The National Rifle Association says doctors asking their patients about firearms in the home intrudes on Second Amendment rights. NRA lobbyists helped write the bill.
"We take our children to pediatricians for medical care -- not moral judgment, not privacy intrusions," former NRA president Marion Hammer said.
An NRA release on the legislation reads, in part:
Doctors need to treat illness, not guns. Pediatricians and other physicians, in growing numbers, are prying into our personal lives, invading our privacy and straying from issues relating to disease and medicine by questioning children or their parents about gun ownership.
The public debate began when an Ocala, Fla. pediatrician refused to offer care when a mother refused to answer questions about guns in the home, the AP reports. Doctors cite safety concerns over the bill, equating it to other household safety issues such as pools.
"If you have a pool, let's talk about pool safety so we don't have accidental drownings," Dr. Louis St. Petery told NPR.
-------
> _REQUIRED TASKS_:
1. In the article on doctors asking about guns, what did the Ocala pediatrician do when a mother wouldn't answer questions about guns in the home?
2. Quote word for word the stretch of the article on doctors asking about guns from "An NRA release" through "about gun ownership.".
3. Write what comes next in the article on doctors asking about guns, starting right after its last sentence.

> _RECORDS SHOWN_:
-------
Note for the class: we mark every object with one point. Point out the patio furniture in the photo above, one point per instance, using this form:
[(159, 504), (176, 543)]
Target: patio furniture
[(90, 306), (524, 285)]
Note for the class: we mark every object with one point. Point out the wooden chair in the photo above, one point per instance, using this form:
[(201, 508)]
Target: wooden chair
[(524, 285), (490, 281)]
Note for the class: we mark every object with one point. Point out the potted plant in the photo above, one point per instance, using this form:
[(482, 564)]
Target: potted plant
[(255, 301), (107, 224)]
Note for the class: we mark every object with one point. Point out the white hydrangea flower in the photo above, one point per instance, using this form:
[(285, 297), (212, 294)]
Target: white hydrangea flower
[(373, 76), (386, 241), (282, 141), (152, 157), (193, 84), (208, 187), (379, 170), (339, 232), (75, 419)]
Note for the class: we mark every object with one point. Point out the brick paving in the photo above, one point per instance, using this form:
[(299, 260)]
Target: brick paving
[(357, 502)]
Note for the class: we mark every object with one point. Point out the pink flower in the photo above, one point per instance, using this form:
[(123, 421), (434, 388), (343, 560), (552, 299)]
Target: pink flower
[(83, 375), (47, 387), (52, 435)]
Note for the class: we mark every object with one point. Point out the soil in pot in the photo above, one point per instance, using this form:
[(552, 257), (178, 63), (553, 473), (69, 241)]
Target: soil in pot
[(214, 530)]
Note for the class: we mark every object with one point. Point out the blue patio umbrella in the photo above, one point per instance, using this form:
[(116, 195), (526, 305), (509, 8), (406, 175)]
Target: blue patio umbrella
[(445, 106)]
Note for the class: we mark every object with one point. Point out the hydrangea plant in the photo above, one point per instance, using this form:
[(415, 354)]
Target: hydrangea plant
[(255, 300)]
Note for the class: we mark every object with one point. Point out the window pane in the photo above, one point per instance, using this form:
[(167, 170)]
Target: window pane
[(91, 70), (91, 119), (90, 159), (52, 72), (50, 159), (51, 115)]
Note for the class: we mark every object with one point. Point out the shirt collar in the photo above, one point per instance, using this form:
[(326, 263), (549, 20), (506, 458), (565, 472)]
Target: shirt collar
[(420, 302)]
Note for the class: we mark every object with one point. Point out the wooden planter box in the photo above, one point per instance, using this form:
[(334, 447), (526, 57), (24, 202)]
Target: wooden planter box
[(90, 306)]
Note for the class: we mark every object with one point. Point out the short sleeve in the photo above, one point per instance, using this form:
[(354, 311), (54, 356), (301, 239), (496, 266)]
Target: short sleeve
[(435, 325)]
-------
> _ANSWERS TO THE EXERCISE_:
1. The pediatrician refused to offer care.

2.
An NRA release on the legislation reads, in part:
Doctors need to treat illness, not guns. Pediatricians and other physicians, in growing numbers, are prying into our personal lives, invading our privacy and straying from issues relating to disease and medicine by questioning children or their parents about gun ownership.

3.
In late March, the American Academy of Pediatrics issued a statement condemning the bill.
"The bills, if enacted, would limit pediatricians' capacity to do what they do best - compassionately and effectively care for children," the statement reads.
But Florida state Sen. Greg Evers (R) -- one of the bill's sponsors -- says "I don't believe it says in the Constitution that you have the right to own a pool," he said. "This is about protecting and affirming our Second Amendment rights."
The bill does allow doctors to ask patients about guns if they feel it's relevant to the patient's safety.